======== Passage ========
Yes, in the partnership agreement, the Partnership has the rights to the depth of the existing wells, and so for the deeper rights, they would work with Pioneer C Corp., the parent, to probably figure out how to work together to drill those wells deeper, but then share the production rights. But that's yet to be worked out under the joint operating agreements. But under the existing agreement, as I started out with, they only have rights to the existing producing horizons.

Barry Damson - Damson Natural Resources

And the 20-acre spacing wells that have been drilled have been drilled on acreage that the Partnership does not own?

Richard P. Dealy

That's correct. The 20-acre that Pioneer Natural Resources has done has been on its existing acreage, not surrounding the wells Pioneer Southwest owns.

Barry Damson - Damson Natural Resources

And unlike the parent, the derivative hedges are still in place and you intend to keep them in place?
========
• Problems and tasks
**a)** Condense the paragraph of the transcript that begins "Yes, in the partnership agreement" into a brief bulleted list that keeps its main facts.
**b)** Answer these questions from the transcript:
(i) Under the existing agreement, to which horizons does the Partnership have rights?
(ii) On whose acreage has Pioneer Natural Resources drilled its 20-acre spacing wells?
(iii) Which firm is named alongside Barry Damson?
**c)** Extend the transcript beyond its final line.
======== Raw records ========
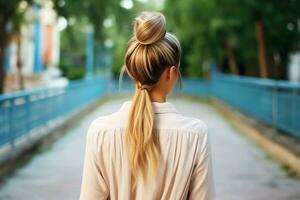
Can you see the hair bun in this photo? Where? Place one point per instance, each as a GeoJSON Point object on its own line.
{"type": "Point", "coordinates": [149, 27]}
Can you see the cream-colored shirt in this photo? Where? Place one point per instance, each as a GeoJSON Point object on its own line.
{"type": "Point", "coordinates": [185, 171]}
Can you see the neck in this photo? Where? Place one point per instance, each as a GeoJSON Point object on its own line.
{"type": "Point", "coordinates": [157, 96]}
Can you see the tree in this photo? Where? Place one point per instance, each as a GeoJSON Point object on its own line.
{"type": "Point", "coordinates": [8, 10]}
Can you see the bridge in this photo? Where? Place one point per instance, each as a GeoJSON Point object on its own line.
{"type": "Point", "coordinates": [242, 169]}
========
• Final results
**a)**
- The Partnership has rights only to the depth of the existing wells, meaning the existing producing horizons.
- For deeper rights, it would probably work with the parent, Pioneer C Corp., to drill those wells deeper and share the production rights.
- These arrangements have yet to be worked out under the joint operating agreements.

**b)**
(i) Only the existing producing horizons.
(ii) Its own existing acreage, not the acreage surrounding the wells Pioneer Southwest owns.
(iii) Damson Natural Resources.

**c)**
Richard P. Dealy

That is correct.

Operator

(Operator Instructions) Your next question comes from Ian Sinnott - Kayne Anderson Capital.

Ian Sinnott - Kayne Anderson Capital

I was just wondering about the oil price in the quarter. It looks like you guys got about $110 a barrel. WTI was obviously much lower than that, and even with the hedges it seems like you should be lower than that. What was going on there?

Richard P. Dealy

Yes, it really just a function of the hedges in place that we had. And there are probably small accrual adjustments in there, but generally speaking our hedges are at $100 and that's where you'd normally expect.

I guess if you look on Slide 10, which I didn't cover, back in the back, from the GAAP accounting standpoint we had some novated hedges that came in and you'll see if you factor that novation in, it really was about $97, which would be where you'd normally expect it given our hedge profile.

Operator

Your next question comes from Donald Baker - Private Investor.

Donald Baker - Private Investor

I would like to know approximately what level of production, both oil and gas, barrels equivalent, you might get from this if you did spend $200 million or whatever it ends up at?

Richard P. Dealy

We're early days on that, so it's hard for me to predict until we kind of work through the evaluation, so I'd hate to speculate at this point until we get further along.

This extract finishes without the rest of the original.